**Description of the task**: Print the whole listing exactly.

**Available records**:
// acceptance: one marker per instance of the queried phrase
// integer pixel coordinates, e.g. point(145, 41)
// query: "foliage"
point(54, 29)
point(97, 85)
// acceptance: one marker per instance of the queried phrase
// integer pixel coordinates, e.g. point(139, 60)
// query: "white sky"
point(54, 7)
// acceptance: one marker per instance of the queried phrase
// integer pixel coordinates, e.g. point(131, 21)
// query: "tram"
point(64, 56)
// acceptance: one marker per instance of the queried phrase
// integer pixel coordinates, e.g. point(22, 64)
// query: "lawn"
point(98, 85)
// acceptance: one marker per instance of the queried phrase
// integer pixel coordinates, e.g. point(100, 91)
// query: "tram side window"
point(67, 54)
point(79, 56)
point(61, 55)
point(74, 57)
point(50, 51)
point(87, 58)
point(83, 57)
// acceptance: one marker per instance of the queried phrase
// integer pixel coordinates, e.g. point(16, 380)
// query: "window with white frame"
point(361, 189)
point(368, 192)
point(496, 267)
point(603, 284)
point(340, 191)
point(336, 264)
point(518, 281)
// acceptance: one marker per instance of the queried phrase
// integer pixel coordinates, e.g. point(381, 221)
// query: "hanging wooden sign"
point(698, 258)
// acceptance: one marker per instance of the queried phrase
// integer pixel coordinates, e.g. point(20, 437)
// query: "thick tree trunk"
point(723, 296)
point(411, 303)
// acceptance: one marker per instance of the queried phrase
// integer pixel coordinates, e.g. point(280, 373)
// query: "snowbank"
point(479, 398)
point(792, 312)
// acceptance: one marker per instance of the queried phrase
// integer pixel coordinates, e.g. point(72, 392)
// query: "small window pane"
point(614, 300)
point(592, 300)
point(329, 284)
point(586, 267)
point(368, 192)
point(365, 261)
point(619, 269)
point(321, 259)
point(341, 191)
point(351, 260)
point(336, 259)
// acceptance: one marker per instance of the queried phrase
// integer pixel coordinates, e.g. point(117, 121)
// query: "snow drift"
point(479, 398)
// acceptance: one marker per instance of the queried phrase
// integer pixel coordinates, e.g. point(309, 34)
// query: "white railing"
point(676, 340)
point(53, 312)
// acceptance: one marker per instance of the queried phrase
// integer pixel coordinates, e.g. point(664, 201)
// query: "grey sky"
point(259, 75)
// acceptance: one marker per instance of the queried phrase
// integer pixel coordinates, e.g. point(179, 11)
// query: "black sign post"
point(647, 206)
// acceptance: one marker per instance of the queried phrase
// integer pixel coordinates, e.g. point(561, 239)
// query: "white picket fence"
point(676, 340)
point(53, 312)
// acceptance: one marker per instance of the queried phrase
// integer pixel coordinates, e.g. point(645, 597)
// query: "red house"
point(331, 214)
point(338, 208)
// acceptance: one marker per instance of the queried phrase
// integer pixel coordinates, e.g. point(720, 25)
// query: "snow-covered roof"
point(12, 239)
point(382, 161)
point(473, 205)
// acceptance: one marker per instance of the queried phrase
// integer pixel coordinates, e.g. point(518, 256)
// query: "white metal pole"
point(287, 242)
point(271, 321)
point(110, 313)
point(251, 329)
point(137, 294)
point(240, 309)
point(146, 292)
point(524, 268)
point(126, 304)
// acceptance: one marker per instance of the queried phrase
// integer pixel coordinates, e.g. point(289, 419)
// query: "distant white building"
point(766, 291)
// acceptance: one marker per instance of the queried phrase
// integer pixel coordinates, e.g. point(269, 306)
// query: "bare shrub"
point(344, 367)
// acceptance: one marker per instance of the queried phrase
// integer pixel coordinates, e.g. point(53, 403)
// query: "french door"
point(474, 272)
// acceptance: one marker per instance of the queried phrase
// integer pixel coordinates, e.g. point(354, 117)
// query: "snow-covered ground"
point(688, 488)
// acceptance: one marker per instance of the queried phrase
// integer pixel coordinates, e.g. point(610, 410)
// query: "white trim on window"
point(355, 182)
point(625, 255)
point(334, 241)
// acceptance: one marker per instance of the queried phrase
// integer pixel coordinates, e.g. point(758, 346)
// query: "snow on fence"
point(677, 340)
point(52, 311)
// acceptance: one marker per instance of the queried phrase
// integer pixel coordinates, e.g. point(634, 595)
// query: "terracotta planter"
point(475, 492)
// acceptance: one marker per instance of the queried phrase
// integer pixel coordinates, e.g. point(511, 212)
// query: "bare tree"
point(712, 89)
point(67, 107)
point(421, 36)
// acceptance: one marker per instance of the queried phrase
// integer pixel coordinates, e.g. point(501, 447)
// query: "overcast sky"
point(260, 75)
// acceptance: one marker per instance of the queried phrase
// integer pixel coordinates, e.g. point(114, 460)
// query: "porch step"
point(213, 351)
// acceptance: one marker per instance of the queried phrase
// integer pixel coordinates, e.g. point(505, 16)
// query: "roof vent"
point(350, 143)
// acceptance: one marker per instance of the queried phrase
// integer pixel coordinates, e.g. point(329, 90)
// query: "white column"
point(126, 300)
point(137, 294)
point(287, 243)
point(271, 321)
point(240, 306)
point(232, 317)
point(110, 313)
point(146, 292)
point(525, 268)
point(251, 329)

**Answer to the exercise**:
// acceptance: one marker per instance of the queried phrase
// integer pixel coordinates, e.g. point(145, 41)
// query: "foliage"
point(54, 29)
point(97, 85)
// acceptance: one marker per instance of the queried phrase
// integer pixel coordinates, e.g. point(139, 60)
// query: "white sky"
point(54, 7)
// acceptance: one marker per instance of the queried phrase
// integer pixel coordinates, e.g. point(131, 21)
// query: "tram"
point(64, 56)
// acceptance: one marker per instance of the queried phrase
// integer pixel coordinates, e.g. point(22, 64)
// query: "lawn"
point(98, 85)
// acceptance: one marker per instance of the queried phrase
// integer pixel coordinates, e.g. point(100, 91)
// query: "tram side window"
point(67, 54)
point(79, 56)
point(61, 55)
point(74, 57)
point(50, 51)
point(87, 58)
point(83, 57)
// acceptance: one marker per instance of the queried phrase
// integer pixel coordinates, e.g. point(16, 380)
// query: "window with white frame"
point(361, 189)
point(368, 192)
point(496, 267)
point(603, 284)
point(340, 191)
point(336, 264)
point(518, 281)
// acceptance: one marker per instance of the queried phrase
// integer pixel coordinates, e.g. point(381, 221)
// query: "hanging wooden sign"
point(698, 258)
// acceptance: one marker per instance of the queried phrase
// integer pixel coordinates, e.g. point(20, 437)
// query: "thick tree trunk"
point(723, 296)
point(411, 303)
// acceptance: one marker per instance of the queried phrase
// integer pixel coordinates, e.g. point(280, 373)
// query: "snowbank"
point(479, 398)
point(792, 312)
// acceptance: one marker per instance of the queried phrase
// integer pixel coordinates, e.g. point(72, 392)
// query: "small window pane"
point(614, 300)
point(592, 300)
point(329, 284)
point(586, 267)
point(368, 192)
point(365, 261)
point(619, 269)
point(321, 259)
point(341, 191)
point(351, 260)
point(336, 259)
// acceptance: one marker per instance of the queried phrase
// integer pixel coordinates, e.g. point(117, 121)
// query: "snow drift"
point(479, 398)
// acceptance: one marker per instance of the queried phrase
// integer pixel coordinates, e.g. point(309, 34)
// query: "white railing"
point(676, 340)
point(53, 312)
// acceptance: one marker per instance of the queried phrase
// integer pixel coordinates, e.g. point(664, 201)
// query: "grey sky"
point(259, 75)
// acceptance: one marker per instance of the queried phrase
// integer pixel coordinates, e.g. point(179, 11)
// query: "black sign post"
point(647, 206)
// acceptance: one marker per instance of the queried phrase
// integer pixel coordinates, e.g. point(561, 239)
// query: "white picket fence"
point(676, 340)
point(53, 312)
// acceptance: one marker per instance of the queried phrase
// integer pixel coordinates, e.g. point(645, 597)
// query: "red house"
point(331, 214)
point(338, 208)
// acceptance: one marker per instance of the queried phrase
// integer pixel coordinates, e.g. point(720, 25)
// query: "snow-covered roof"
point(12, 239)
point(382, 161)
point(473, 205)
// acceptance: one marker per instance of the queried phrase
// integer pixel coordinates, e.g. point(518, 256)
// query: "white metal pole"
point(287, 242)
point(271, 321)
point(110, 313)
point(251, 329)
point(137, 294)
point(240, 309)
point(146, 292)
point(524, 268)
point(126, 304)
// acceptance: one marker per instance of the queried phrase
// integer pixel coordinates, e.g. point(289, 419)
// query: "distant white building"
point(766, 291)
// acceptance: one marker per instance of the queried phrase
// integer pixel coordinates, e.g. point(269, 306)
// query: "bare shrub"
point(344, 367)
// acceptance: one marker per instance of the queried phrase
// integer pixel coordinates, e.g. point(53, 403)
// query: "french door"
point(474, 272)
// acceptance: one marker per instance of the queried phrase
// integer pixel coordinates, e.g. point(354, 117)
// query: "snow-covered ground"
point(688, 488)
// acceptance: one marker per instance of the queried phrase
// integer pixel coordinates, e.g. point(610, 410)
// query: "white trim on window"
point(355, 182)
point(625, 255)
point(334, 241)
// acceptance: one marker per instance of the queried phrase
// integer pixel coordinates, e.g. point(758, 346)
// query: "snow on fence"
point(677, 340)
point(52, 311)
// acceptance: one marker per instance of the queried phrase
// integer pixel coordinates, e.g. point(634, 595)
// query: "terracotta planter"
point(475, 492)
// acceptance: one marker per instance of the queried phrase
// integer pixel coordinates, e.g. point(511, 212)
// query: "bare tree"
point(712, 89)
point(67, 107)
point(421, 36)
// acceptance: one marker per instance of the queried phrase
// integer pixel coordinates, e.g. point(501, 447)
// query: "overcast sky"
point(260, 75)
// acceptance: one marker per instance of the queried phrase
// integer pixel coordinates, e.g. point(114, 460)
// query: "porch step"
point(213, 351)
// acceptance: one marker per instance of the queried phrase
// integer pixel coordinates, e.g. point(505, 16)
// query: "roof vent"
point(350, 143)
// acceptance: one marker per instance of the queried phrase
// integer pixel coordinates, e.g. point(329, 90)
// query: "white column"
point(126, 300)
point(137, 294)
point(287, 243)
point(271, 321)
point(240, 306)
point(232, 317)
point(110, 313)
point(146, 292)
point(525, 268)
point(251, 329)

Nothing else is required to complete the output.